Excerpt to read
-- BEGIN --
Frequently in applications the functional \({\varPsi }\) arising in (1) may not be defined on all of \(\mathcal {H}\), but only on a subspace \(\mathcal {H}^s \subset \mathcal {H}\), for some exponent \(s>0\). From now onwards we fix a distinguished exponent \(s>0\) and assume that \({\varPsi }:\mathcal {H}^s \rightarrow \mathbb {R}\) and that \(\mathrm {Trace}_{\mathcal {H}^s}(C_s) < \infty \) so that \(\pi (\mathcal {H}^s)=\pi _0^{\tau }(\mathcal {H}^s)=\pi ^{\tau }(\mathcal {H}^s)=1\); the change of measure formula (3) is well defined. For ease of notations we introduce
$$\begin{aligned} \hat{\varphi }_j = B_s^{-\frac{1}{2}} \varphi _j = j^{-s} \, \varphi _j \end{aligned}$$
so that the family \(\{\hat{\varphi }_j\}_{j \ge 1}\) forms an orthonormal basis for \(\big (\mathcal {H}^s, \langle \cdot ,\cdot \rangle _s\big )\). We may view the Gaussian measure \(\pi _0 = \mathrm N (0,C)\) on \(\big (\mathcal {H}, \langle \cdot ,\cdot \rangle \big )\) as a Gaussian measure \(\mathrm N (0,C_s)\) on \(\big (\mathcal {H}^s, \langle \cdot ,\cdot \rangle _s\big )\).
-- END --
The request
In the excerpt on Gaussian measures, what does the family of rescaled basis vectors φ̂_j = j^(-s) φ_j form?

Given information
-- BEGIN --
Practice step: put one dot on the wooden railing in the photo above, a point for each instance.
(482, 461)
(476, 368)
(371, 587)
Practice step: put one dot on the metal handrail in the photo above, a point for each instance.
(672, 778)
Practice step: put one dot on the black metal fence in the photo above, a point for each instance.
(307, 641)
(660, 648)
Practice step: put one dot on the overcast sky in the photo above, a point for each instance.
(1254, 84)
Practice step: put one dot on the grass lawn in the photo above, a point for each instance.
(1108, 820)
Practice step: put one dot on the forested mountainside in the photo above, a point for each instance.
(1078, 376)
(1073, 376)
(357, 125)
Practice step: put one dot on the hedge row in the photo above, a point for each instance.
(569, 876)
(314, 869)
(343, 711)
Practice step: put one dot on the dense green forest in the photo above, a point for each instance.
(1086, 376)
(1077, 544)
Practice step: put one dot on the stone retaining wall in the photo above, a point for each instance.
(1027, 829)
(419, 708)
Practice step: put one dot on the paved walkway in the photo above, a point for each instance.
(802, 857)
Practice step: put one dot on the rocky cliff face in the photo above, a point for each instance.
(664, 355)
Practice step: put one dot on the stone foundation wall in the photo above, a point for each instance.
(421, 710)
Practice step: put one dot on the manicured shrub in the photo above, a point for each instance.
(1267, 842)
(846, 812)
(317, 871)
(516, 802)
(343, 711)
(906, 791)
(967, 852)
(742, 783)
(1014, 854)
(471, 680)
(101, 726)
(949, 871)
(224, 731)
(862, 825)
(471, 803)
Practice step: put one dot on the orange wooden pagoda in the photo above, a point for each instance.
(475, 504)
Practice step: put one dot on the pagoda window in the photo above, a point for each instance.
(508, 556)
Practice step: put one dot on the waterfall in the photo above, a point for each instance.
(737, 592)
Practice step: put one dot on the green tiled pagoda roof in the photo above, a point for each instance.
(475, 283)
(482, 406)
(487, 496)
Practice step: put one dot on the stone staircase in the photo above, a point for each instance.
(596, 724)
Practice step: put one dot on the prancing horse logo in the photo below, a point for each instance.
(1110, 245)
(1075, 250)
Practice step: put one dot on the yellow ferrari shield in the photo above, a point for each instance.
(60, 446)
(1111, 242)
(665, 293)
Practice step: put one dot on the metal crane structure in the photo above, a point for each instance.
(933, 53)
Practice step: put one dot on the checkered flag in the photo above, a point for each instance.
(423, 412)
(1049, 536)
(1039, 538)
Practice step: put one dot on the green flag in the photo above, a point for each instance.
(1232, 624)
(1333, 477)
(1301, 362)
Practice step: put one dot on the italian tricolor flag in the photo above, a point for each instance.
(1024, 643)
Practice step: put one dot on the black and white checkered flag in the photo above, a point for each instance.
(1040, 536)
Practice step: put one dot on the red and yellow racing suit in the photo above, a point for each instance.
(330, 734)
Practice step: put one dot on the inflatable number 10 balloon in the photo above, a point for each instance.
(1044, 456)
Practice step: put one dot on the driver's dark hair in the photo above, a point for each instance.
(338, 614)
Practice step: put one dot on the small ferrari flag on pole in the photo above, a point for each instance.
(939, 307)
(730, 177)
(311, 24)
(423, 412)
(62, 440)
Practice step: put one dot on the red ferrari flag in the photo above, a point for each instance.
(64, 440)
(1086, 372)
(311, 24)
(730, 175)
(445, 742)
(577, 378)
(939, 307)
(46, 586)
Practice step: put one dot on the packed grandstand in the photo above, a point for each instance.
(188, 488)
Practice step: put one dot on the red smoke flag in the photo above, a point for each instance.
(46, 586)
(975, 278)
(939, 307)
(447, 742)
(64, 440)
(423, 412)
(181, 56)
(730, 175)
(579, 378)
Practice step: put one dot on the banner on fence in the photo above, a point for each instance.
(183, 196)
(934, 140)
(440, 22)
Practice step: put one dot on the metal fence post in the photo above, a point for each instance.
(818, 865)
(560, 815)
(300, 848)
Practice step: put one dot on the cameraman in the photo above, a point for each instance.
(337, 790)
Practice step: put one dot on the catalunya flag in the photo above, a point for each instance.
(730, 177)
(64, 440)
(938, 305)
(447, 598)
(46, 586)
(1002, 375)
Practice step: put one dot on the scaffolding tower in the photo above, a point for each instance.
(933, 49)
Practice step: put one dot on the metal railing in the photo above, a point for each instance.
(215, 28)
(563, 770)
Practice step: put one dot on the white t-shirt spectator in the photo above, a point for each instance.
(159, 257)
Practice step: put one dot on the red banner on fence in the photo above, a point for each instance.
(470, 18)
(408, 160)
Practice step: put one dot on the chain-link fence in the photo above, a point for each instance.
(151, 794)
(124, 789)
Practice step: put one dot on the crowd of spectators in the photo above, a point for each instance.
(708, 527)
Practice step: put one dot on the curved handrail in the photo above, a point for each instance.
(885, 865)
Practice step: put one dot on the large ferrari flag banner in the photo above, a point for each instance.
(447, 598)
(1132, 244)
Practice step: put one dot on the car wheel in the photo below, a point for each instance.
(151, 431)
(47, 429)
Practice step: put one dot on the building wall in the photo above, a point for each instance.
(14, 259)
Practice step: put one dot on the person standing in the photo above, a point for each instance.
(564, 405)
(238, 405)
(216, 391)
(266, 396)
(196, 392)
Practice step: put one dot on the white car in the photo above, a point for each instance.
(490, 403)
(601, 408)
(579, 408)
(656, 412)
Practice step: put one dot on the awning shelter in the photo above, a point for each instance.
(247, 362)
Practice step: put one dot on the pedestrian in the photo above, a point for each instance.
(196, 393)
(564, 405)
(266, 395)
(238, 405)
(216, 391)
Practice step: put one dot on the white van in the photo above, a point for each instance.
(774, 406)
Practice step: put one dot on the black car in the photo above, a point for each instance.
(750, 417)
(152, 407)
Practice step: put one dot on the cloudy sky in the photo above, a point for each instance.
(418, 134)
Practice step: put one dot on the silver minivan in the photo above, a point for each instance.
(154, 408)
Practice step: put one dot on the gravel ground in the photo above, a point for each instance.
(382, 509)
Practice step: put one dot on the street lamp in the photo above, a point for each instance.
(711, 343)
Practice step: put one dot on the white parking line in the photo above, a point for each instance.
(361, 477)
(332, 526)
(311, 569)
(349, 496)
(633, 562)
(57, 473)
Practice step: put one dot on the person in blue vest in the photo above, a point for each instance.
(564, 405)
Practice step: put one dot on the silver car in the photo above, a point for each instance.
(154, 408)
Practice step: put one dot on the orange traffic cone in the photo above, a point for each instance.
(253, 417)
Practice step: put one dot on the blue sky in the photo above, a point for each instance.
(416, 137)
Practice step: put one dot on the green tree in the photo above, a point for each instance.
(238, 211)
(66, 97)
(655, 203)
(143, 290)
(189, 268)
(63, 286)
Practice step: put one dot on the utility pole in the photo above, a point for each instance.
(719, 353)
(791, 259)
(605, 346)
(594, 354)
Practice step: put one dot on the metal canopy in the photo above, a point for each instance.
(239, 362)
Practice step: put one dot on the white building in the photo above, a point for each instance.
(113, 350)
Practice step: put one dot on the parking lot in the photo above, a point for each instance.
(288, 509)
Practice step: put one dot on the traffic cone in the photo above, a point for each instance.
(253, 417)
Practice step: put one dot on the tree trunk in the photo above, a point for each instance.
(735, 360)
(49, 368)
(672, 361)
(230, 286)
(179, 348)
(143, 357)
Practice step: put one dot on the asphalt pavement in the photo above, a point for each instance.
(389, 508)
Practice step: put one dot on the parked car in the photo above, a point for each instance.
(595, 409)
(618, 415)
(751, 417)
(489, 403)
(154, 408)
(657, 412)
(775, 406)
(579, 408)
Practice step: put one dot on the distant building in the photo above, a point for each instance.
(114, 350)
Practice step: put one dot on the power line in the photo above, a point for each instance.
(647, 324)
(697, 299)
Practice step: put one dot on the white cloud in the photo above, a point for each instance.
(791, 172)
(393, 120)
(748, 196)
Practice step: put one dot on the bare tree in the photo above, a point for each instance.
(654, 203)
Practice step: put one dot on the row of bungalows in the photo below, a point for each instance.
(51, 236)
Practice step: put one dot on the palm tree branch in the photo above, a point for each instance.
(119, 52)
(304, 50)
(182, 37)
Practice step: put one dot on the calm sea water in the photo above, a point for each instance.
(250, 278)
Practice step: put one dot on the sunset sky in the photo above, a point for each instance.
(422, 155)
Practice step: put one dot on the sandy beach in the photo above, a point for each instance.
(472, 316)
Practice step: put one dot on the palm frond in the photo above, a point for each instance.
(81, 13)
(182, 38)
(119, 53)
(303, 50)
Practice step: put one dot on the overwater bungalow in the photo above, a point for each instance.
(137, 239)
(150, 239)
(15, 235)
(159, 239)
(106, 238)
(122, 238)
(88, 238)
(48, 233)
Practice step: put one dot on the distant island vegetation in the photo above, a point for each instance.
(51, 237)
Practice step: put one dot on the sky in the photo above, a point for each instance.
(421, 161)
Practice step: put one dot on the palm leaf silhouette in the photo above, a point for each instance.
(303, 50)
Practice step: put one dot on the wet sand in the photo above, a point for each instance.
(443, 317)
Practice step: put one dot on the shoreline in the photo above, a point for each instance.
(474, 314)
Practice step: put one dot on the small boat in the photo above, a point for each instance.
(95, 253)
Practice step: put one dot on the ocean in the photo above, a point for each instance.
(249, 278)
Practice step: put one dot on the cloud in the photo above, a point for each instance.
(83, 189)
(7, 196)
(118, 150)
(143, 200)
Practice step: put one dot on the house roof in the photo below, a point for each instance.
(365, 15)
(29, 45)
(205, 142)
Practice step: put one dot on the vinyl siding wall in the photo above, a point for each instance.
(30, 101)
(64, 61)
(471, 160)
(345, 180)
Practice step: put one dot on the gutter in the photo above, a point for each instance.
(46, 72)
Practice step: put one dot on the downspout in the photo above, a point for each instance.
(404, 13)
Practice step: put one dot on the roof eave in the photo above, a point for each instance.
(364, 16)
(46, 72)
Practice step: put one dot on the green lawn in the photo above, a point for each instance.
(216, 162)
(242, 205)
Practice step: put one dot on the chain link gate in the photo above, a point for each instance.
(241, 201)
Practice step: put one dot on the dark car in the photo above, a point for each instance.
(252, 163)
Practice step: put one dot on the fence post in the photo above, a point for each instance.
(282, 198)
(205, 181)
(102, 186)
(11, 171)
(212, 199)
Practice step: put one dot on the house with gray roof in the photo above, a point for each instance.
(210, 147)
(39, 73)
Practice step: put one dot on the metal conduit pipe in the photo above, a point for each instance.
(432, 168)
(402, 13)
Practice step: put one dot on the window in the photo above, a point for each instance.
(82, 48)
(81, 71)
-- END --
Response to this exercise
An orthonormal basis for the space H^s with the inner product ⟨·,·⟩_s.